*TEXT PROVIDED*:
★ ★ ★ ★ ★ ★ ★

Power cuts, bureaucracy and borrowing costs shackle Kenyan economy
NAIROBI (Reuters) - From his leather chair in the boardroom of Jamii Bora bank, Sam Kimani looks out over Kenya's booming capital city and laments the bureaucracy and power cuts that drive up business costs and choke the supply of new homes.
He points through the window at the stand-by generator that is an inevitable expense in east Africa's biggest economy, and he explains how the difficulties of tracking down land ownership documents perpetuate Kenya's housing shortage.
Kenya's Land Registry is a place where "files get lost, so for six months you cannot register a charge," said Kimani, Jamii Bora's chief executive, referring to establishing land ownership for borrowing and building purposes. "It is a very big challenge and land registry must be reformed."
Bureaucracy is one of the shackles that bind an economy which could be growing much faster and lifting many more of Kenya's 40 million people out of poverty.
Newly-elected President Uhuru Kenyatta has acknowledged the need to make official processes simpler. He has promised to ensure a more reliable power supply, attract more foreign investment and promote Kenyan products abroad.
But in Nairobi, where the chugging of generators echoes round the office blocks, hotels and shopping malls whenever rain storms damage transmission lines or demand exceeds generation capacity, many remain sceptical.
Kenya's economy has yet to return to the 7 percent plus growth pace it reached in 2007 before election violence slammed the brakes on. The economy grew 4.5 to 5 percent in 2012, more slowly than some neighbors.
"One of the problems we have in this country is the implementation of the good policies that are written down," said Charles Kibiru, chief executive of property firm Thika Greens.
"The incoming government needs to go an extra mile in the execution of the projects."
Kenyatta, the 51-year-old son of Kenya's first president, won power in peaceful voting last month that has gone a long way to restore confidence in the country as one of Africa's most stable democracies. The main share index .NSE20 is up six percent and the shilling currency has strengthened.
But executives say the post-election glow will fade unless Kenyatta - listed by Forbes as Kenya's richest man - helps other landowners and business leaders to create more jobs.
For Kimani at Jamii Bora, one of the first targets for reform should be the land registry, where many of his 300,000 clients struggle with slow registration and multiple licensing requirements for construction permits.
The government says Kenya needs to build 250,000 homes a year but for now constructs just 50,000.
The Ministry of Lands says it is digitizing records, a project partly funded by Sweden and due to be completed in July 2014. That should cut the scope for backhanders now widely regarded as inevitable to get results.
"We shall cut down on those cartels and brokers who charge for services like searching for a file," a spokesman for the ministry told Reuters. "That is the way to end corruption."

★ ★ ★ ★ ★ ★ ★

*SUPPLIED ENTRIES*:
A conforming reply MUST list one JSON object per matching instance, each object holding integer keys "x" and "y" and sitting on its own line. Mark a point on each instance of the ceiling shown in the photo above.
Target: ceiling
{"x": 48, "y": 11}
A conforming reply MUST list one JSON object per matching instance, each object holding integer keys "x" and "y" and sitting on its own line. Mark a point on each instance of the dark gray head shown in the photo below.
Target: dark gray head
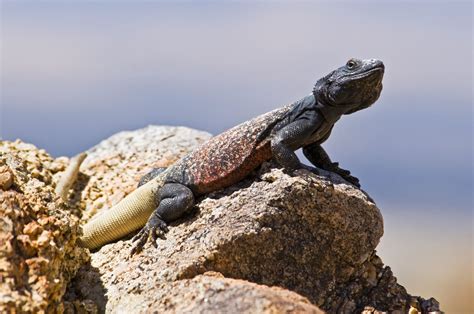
{"x": 352, "y": 87}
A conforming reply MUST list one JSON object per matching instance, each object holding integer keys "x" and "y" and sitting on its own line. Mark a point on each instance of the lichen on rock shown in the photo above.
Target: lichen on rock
{"x": 38, "y": 251}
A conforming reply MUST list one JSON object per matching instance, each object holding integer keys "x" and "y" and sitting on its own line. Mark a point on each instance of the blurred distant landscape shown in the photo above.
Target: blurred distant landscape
{"x": 73, "y": 73}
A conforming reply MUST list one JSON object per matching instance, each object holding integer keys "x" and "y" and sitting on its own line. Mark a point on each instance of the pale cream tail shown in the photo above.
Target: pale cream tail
{"x": 128, "y": 215}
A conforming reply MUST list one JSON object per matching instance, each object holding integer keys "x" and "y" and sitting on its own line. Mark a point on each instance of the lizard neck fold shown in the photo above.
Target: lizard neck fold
{"x": 330, "y": 113}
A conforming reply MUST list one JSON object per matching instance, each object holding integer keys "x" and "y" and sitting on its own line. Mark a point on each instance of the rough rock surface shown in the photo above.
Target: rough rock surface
{"x": 314, "y": 235}
{"x": 114, "y": 166}
{"x": 38, "y": 254}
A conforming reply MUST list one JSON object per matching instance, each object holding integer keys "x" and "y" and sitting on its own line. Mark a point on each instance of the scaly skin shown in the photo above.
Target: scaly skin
{"x": 227, "y": 158}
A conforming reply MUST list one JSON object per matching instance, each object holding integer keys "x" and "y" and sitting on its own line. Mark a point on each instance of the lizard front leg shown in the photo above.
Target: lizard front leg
{"x": 318, "y": 157}
{"x": 290, "y": 138}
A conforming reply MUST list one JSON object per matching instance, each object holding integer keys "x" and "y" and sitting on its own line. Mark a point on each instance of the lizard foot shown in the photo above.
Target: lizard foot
{"x": 345, "y": 174}
{"x": 154, "y": 228}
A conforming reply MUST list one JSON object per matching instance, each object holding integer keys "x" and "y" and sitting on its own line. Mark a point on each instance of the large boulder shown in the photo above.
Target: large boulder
{"x": 312, "y": 234}
{"x": 38, "y": 232}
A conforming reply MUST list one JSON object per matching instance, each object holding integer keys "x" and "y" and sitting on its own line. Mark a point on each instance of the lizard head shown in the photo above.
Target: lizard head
{"x": 352, "y": 87}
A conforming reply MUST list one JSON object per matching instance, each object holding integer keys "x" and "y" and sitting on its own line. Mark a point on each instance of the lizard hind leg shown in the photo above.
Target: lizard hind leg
{"x": 150, "y": 175}
{"x": 174, "y": 200}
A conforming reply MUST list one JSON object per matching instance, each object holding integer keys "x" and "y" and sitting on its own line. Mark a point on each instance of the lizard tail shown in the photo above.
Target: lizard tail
{"x": 128, "y": 215}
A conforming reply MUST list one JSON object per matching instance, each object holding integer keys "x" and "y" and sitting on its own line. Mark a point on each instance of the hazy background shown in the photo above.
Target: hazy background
{"x": 74, "y": 73}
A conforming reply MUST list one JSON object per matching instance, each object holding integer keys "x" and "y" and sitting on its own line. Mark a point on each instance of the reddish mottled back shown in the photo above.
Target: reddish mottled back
{"x": 227, "y": 158}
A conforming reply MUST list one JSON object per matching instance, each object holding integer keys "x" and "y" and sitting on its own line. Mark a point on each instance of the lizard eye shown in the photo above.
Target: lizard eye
{"x": 351, "y": 64}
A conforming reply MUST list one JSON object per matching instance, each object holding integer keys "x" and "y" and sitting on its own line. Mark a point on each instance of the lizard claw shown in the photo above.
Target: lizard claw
{"x": 155, "y": 228}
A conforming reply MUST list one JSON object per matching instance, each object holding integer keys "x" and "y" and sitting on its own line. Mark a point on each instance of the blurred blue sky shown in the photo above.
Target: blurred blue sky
{"x": 73, "y": 73}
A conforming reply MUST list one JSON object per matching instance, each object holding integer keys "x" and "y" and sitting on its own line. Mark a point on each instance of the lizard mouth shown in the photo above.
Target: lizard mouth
{"x": 374, "y": 73}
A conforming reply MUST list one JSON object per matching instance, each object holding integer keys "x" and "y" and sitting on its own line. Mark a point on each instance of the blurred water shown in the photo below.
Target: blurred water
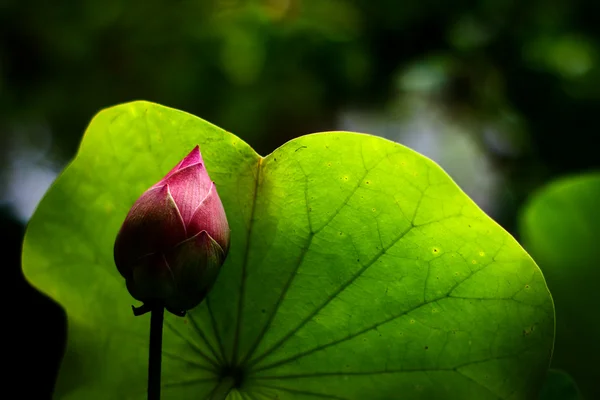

★ ★ ★ ★ ★ ★ ★

*SHORT PROBLEM*: Reproduce the stretch from "He points through" through "out of poverty." in the article on Kenya's economy.

*REPLY TO THE TASK*:
He points through the window at the stand-by generator that is an inevitable expense in east Africa's biggest economy, and he explains how the difficulties of tracking down land ownership documents perpetuate Kenya's housing shortage.
Kenya's Land Registry is a place where "files get lost, so for six months you cannot register a charge," said Kimani, Jamii Bora's chief executive, referring to establishing land ownership for borrowing and building purposes. "It is a very big challenge and land registry must be reformed."
Bureaucracy is one of the shackles that bind an economy which could be growing much faster and lifting many more of Kenya's 40 million people out of poverty.